Records from a dataset
'''

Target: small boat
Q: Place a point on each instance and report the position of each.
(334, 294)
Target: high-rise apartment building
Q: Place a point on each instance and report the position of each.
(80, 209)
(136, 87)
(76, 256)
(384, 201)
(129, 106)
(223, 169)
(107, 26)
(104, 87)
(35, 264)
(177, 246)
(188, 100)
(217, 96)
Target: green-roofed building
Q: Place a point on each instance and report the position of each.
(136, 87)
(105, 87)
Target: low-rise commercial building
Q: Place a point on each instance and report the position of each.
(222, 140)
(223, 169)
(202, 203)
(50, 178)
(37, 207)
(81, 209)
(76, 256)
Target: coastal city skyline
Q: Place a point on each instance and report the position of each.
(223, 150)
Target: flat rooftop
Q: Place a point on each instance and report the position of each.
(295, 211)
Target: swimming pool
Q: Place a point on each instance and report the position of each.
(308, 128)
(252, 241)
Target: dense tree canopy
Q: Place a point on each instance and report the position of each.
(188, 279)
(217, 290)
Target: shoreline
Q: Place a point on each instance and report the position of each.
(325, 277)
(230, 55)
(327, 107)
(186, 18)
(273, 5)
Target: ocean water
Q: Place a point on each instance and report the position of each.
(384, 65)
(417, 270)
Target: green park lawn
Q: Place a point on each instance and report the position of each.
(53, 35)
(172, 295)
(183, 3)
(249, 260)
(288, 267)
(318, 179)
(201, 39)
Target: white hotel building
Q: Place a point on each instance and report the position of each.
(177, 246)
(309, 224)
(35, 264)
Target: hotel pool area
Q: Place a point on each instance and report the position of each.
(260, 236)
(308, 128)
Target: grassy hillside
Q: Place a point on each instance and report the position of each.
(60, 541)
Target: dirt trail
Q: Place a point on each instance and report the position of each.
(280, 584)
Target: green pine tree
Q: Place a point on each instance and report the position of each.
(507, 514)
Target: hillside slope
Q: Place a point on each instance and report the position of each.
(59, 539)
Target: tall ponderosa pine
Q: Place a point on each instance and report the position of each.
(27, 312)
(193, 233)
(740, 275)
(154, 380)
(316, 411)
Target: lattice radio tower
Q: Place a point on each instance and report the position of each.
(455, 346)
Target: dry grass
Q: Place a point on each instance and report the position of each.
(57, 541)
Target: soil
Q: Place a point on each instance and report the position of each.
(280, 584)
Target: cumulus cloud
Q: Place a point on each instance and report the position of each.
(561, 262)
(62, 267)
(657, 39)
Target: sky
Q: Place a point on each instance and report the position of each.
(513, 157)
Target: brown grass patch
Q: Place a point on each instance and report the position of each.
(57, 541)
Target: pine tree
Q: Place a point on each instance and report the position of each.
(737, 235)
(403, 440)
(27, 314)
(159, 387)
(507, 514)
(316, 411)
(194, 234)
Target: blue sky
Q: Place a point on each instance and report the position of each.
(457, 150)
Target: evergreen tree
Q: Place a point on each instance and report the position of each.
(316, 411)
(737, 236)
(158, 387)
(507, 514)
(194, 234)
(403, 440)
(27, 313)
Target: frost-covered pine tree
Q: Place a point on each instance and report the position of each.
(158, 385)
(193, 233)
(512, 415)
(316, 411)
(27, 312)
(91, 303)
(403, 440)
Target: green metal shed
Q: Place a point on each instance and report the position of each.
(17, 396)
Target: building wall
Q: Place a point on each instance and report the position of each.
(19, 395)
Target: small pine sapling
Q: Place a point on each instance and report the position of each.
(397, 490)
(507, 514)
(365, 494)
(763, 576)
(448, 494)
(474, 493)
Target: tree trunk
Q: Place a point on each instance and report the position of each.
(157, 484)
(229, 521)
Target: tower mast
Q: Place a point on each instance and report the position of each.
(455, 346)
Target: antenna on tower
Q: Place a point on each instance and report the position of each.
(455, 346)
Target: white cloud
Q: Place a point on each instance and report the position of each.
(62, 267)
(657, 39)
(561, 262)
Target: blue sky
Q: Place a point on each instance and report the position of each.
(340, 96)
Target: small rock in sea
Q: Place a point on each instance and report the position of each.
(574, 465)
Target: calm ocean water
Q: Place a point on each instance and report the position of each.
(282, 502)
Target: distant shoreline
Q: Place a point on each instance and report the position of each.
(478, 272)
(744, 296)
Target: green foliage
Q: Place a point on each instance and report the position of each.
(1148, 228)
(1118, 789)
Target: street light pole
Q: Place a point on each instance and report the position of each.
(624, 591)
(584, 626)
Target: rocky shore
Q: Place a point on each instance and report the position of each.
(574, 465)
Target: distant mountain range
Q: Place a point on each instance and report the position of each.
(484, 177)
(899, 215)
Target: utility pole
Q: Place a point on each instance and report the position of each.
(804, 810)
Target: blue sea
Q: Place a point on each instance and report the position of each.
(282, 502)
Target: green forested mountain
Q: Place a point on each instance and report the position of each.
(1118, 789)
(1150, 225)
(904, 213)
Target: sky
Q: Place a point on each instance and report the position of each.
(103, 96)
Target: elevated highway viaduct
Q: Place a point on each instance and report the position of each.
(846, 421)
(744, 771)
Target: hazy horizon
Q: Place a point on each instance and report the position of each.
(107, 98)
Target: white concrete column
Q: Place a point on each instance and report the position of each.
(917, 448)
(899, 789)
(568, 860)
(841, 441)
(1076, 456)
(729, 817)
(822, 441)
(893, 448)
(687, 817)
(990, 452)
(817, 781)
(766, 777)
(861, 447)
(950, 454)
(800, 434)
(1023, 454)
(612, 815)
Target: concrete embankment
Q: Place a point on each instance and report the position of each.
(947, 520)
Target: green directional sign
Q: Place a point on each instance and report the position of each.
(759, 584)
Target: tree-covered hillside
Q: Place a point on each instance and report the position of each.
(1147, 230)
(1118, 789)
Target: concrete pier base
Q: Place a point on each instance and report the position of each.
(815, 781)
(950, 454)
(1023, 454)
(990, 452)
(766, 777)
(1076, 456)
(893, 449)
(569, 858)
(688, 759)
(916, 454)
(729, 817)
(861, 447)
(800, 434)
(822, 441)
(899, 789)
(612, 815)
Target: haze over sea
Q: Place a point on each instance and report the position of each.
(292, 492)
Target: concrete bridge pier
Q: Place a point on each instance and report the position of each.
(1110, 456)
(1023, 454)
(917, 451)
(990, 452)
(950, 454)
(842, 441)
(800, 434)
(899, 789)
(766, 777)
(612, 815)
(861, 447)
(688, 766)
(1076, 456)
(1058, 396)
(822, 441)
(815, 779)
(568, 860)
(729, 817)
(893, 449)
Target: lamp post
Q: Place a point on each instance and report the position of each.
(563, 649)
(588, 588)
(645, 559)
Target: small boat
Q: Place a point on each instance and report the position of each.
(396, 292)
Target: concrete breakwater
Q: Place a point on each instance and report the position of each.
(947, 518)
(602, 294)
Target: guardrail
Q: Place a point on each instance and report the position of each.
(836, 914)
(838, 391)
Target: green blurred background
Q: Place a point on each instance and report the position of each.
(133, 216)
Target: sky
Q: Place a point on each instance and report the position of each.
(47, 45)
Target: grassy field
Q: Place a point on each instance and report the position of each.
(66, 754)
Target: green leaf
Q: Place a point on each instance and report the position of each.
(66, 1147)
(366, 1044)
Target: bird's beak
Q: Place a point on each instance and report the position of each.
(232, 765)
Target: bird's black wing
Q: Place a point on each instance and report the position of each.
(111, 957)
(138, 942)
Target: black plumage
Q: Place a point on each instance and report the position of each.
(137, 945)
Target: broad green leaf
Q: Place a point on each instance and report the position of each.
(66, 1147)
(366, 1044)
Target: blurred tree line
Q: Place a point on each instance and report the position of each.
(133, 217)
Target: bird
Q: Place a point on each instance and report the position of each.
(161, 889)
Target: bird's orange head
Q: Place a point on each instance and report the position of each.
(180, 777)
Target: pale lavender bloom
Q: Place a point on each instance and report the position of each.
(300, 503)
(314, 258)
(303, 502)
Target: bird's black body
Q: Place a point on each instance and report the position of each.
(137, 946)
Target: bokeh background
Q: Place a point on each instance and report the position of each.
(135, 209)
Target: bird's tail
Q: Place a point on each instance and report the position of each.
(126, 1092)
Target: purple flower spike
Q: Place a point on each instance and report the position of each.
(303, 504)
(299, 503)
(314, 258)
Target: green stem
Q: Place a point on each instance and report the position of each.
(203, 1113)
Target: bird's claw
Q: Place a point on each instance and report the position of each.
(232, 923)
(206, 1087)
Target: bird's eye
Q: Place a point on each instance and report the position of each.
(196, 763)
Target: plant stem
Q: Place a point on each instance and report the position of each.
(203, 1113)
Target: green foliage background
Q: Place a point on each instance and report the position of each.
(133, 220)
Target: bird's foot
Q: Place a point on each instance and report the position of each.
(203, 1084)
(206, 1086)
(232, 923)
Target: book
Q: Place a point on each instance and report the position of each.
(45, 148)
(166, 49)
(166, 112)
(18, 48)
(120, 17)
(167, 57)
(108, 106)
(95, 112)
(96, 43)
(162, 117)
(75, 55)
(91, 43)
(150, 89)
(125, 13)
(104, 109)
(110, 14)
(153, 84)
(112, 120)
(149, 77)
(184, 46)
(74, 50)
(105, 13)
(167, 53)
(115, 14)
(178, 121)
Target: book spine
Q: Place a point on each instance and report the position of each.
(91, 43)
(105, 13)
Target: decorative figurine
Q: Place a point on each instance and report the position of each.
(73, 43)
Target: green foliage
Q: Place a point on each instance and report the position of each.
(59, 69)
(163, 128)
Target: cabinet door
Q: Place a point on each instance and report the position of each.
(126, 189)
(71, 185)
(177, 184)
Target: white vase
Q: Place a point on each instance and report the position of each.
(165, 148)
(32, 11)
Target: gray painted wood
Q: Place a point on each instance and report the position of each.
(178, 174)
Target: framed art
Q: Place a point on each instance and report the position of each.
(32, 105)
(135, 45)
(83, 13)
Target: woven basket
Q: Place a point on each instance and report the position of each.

'''

AIM
Return exactly, and only, the line containing "Target: bird's black body" and every line after it through the end of the material.

WRITTEN ANSWER
Target: bird's black body
Q: Place a point on each instance and report the position of each.
(137, 946)
Target: bokeh background
Q: Place a point on each instance and report the position of each.
(135, 209)
Target: bird's tail
Q: Place a point on each instance and report the position of each.
(126, 1092)
Target: purple flower spike
Q: Place a point on each instance and report the position of each.
(303, 504)
(299, 503)
(314, 258)
Target: green stem
Q: Place a point on each instance and report the position of each.
(203, 1113)
Target: bird's claw
Q: Place a point on each instance and report the position of each.
(232, 923)
(206, 1087)
Target: bird's eye
Q: Place a point on each instance and report the position of each.
(196, 763)
Target: plant stem
Q: Place a point on each instance and report the position of each.
(203, 1113)
Target: green foliage background
Q: Place a point on each instance and report the position of each.
(133, 220)
Target: bird's foot
Q: Place a point on each instance and report the position of each.
(203, 1084)
(206, 1086)
(232, 923)
Target: book
Q: Place a point on each instance and report the position of each.
(45, 148)
(166, 49)
(166, 112)
(18, 48)
(120, 17)
(167, 57)
(108, 106)
(95, 112)
(96, 43)
(162, 117)
(75, 55)
(91, 43)
(150, 89)
(125, 13)
(104, 109)
(110, 14)
(153, 84)
(112, 120)
(149, 77)
(184, 46)
(74, 50)
(105, 13)
(167, 53)
(115, 14)
(178, 121)
Target: book spine
Q: Place a point on each instance and report the position of each.
(91, 43)
(105, 13)
Target: decorative figurine
Q: Place a point on each instance and report the position of each.
(73, 43)
Target: green foliage
Q: Place a point on each instance and report the position of each.
(59, 69)
(163, 128)
Target: cabinet door
Q: Place a point on each instance and report the position of each.
(126, 189)
(71, 185)
(177, 184)
Target: white vase
Q: Place a point on each instance and report the position of each.
(165, 148)
(32, 11)
Target: gray painted wood
Q: Place a point on each instance and report the position of each.
(178, 174)
Target: framed art
Q: Place a point on each instance and report the position of each.
(32, 105)
(135, 45)
(83, 13)
Target: woven basket
Q: Place a point on each instance and report the position of each.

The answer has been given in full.